» **PROBLEM REQUIREMENTS**: Print the records below exactly as they appear. Omit all pictures.

┄┄┄┄┄┄┄┄┄┄┄┄┄┄┄┄┄┄┄┄

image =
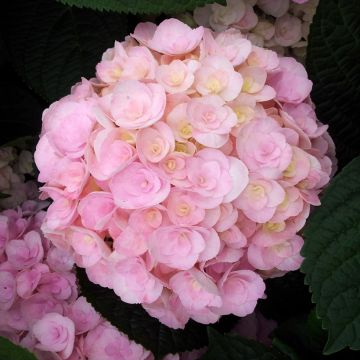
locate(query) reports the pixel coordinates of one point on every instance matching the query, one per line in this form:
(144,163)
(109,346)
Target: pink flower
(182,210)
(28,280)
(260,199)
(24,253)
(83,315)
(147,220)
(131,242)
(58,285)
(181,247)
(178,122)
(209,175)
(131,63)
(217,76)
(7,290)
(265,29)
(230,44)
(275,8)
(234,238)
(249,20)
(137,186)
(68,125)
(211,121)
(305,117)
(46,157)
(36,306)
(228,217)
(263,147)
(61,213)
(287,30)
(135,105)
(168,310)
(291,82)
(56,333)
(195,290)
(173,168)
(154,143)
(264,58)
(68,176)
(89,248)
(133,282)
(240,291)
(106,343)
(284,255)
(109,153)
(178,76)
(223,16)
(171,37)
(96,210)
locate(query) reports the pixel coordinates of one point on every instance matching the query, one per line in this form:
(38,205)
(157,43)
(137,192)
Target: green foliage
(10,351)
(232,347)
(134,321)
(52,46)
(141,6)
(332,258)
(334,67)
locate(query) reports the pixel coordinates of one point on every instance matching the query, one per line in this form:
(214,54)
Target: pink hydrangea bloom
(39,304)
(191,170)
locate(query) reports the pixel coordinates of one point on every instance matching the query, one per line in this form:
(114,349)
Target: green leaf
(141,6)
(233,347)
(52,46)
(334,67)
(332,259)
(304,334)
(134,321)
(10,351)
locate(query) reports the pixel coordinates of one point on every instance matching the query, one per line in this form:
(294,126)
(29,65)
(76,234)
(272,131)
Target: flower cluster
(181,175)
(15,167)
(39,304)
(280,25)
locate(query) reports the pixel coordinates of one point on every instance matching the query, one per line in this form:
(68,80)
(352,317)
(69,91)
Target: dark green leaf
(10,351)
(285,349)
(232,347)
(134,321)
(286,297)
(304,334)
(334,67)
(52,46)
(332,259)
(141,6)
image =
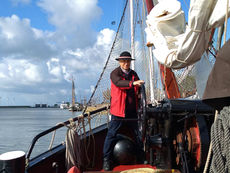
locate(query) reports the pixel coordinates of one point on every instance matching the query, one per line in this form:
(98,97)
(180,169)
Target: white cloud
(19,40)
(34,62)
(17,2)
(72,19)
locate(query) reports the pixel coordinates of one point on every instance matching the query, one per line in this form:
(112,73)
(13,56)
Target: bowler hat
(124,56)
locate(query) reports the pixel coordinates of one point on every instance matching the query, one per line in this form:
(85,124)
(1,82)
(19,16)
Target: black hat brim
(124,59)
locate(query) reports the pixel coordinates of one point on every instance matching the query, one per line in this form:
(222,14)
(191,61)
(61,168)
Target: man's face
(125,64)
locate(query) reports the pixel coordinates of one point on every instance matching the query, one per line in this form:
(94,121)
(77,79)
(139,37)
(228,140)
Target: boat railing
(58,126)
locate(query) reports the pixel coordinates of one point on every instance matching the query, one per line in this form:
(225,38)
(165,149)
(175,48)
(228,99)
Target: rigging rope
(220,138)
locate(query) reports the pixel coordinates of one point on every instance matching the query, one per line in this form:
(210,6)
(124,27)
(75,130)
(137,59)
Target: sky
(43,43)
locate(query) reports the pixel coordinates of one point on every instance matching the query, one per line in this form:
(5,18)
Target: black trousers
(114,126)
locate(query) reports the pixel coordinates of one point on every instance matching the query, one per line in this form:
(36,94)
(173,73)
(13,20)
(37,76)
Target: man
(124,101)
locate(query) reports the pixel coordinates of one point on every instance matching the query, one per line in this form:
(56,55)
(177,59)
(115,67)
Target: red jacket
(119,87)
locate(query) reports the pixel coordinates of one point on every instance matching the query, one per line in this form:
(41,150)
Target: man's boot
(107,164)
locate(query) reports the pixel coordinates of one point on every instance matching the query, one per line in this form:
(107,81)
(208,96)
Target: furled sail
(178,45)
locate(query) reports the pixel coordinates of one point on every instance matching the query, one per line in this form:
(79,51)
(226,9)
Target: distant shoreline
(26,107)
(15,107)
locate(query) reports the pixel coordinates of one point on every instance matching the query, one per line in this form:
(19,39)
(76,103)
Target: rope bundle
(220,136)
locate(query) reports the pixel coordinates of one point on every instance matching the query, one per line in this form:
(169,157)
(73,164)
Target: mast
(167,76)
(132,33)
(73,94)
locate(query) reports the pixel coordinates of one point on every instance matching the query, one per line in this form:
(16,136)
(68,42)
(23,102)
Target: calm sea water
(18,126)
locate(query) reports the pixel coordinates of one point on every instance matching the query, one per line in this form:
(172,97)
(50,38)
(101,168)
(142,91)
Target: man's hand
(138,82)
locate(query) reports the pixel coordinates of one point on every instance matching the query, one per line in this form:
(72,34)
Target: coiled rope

┄┄┄┄┄┄┄┄┄┄┄┄┄┄┄┄┄┄┄┄

» **ANSWER FOR THIS EXERCISE**:
image =
locate(query) reports the pixel coordinates of one point on every instance matching the query, one per line in this form:
(144,163)
(109,346)
Target: pink flower
(182,210)
(28,280)
(260,199)
(24,253)
(83,315)
(147,220)
(131,242)
(58,285)
(181,247)
(178,122)
(209,175)
(131,63)
(217,76)
(7,290)
(265,29)
(230,44)
(275,8)
(234,238)
(249,20)
(137,186)
(68,125)
(211,121)
(305,117)
(46,157)
(36,306)
(228,217)
(263,147)
(61,213)
(287,30)
(135,105)
(168,310)
(291,82)
(56,333)
(195,290)
(173,168)
(154,143)
(264,58)
(68,176)
(89,248)
(133,282)
(240,291)
(106,343)
(284,255)
(109,153)
(178,76)
(223,16)
(171,37)
(96,210)
locate(query) reports the pixel coordinates of one point on every instance matching the query, one per line in this form:
(38,205)
(157,43)
(137,192)
Target: green foliage
(10,351)
(232,347)
(134,321)
(52,46)
(141,6)
(332,258)
(334,67)
locate(query) reports the pixel coordinates of one point on every instance matching the query, one per line in this form:
(214,54)
Target: pink hydrangea bloom
(39,304)
(191,170)
locate(query) reports the pixel coordinates of one point on every instance matching the query, one per line in this form:
(114,349)
Target: green leaf
(141,6)
(233,347)
(52,46)
(334,67)
(332,259)
(304,334)
(134,321)
(10,351)
locate(query) reports the pixel coordinates of one point on every instance matching the query, one per line in this form:
(294,126)
(29,65)
(76,234)
(272,131)
Target: flower cluster
(181,175)
(15,167)
(39,304)
(280,25)
locate(query) reports the pixel coordinates of one point on every instance matching the query, one per line in this form:
(68,80)
(352,317)
(69,91)
Target: dark green leaf
(10,351)
(285,349)
(232,347)
(134,321)
(286,297)
(304,334)
(334,67)
(52,46)
(332,259)
(141,6)
image =
locate(query) reports the pixel coordinates of one point on every instance matching the query, one per line in this form:
(98,97)
(180,169)
Target: white cloud
(19,40)
(34,62)
(17,2)
(72,19)
locate(query) reports the pixel coordinates of one point on every instance matching the query, one per line in this form:
(112,73)
(13,56)
Target: bowler hat
(124,56)
locate(query) reports the pixel coordinates of one point on every instance matching the query, one per line in this form:
(85,124)
(1,82)
(19,16)
Target: black hat brim
(124,59)
locate(query) reports the pixel coordinates of one point on every instance matching the query, one per line in this form:
(222,14)
(191,61)
(61,168)
Target: man's face
(125,64)
locate(query) reports the pixel coordinates of one point on every instance matching the query, one per line in this form:
(94,121)
(77,79)
(139,37)
(228,140)
Target: boat railing
(58,126)
locate(query) reports the pixel coordinates of one point on every instance matching the query, one per line in this form:
(225,38)
(165,149)
(175,48)
(228,99)
Target: rigging rope
(220,138)
locate(query) reports the pixel coordinates of one point on every instance matching the query, one per line in this form:
(210,6)
(124,27)
(75,130)
(137,59)
Target: sky
(43,43)
locate(query) reports the pixel coordinates of one point on every instance matching the query, one per line in this form:
(5,18)
Target: black trousers
(114,126)
locate(query) reports the pixel coordinates of one point on every instance matching the query, one per line in this form:
(36,94)
(173,73)
(13,20)
(37,76)
Target: man
(124,101)
locate(query) reports the pixel coordinates of one point on every instance matching the query, one per line in this form:
(56,55)
(177,59)
(115,67)
Target: red jacket
(119,87)
locate(query) reports the pixel coordinates of one point on every instance matching the query, one per line in this form:
(41,150)
Target: man's boot
(107,164)
locate(query) reports the pixel coordinates of one point on every instance matching the query, one per line in this form:
(107,81)
(208,96)
Target: furled sail
(178,45)
locate(query) reports the pixel coordinates of one point on every instance matching the query, one per line in this form:
(79,51)
(226,9)
Target: distant shoreline
(26,107)
(15,107)
locate(query) reports the pixel coordinates of one point on every instance matching the query, one per line in this form:
(19,39)
(76,103)
Target: rope bundle
(220,136)
locate(query) reports the pixel coordinates of one point on every instance matching the query, one per line in this form:
(169,157)
(73,164)
Target: mast
(167,76)
(132,33)
(73,94)
locate(query) reports the pixel coordinates of one point on every instance matching the query, one per line in this form:
(16,136)
(68,42)
(23,102)
Target: calm sea water
(18,126)
locate(query) reports the pixel coordinates of one point on every instance matching the query, one per line in this form:
(172,97)
(50,38)
(101,168)
(142,91)
Target: man's hand
(138,82)
locate(query) reports the pixel coordinates of one point on every instance matching the query, one per line in this form:
(72,34)
Target: coiled rope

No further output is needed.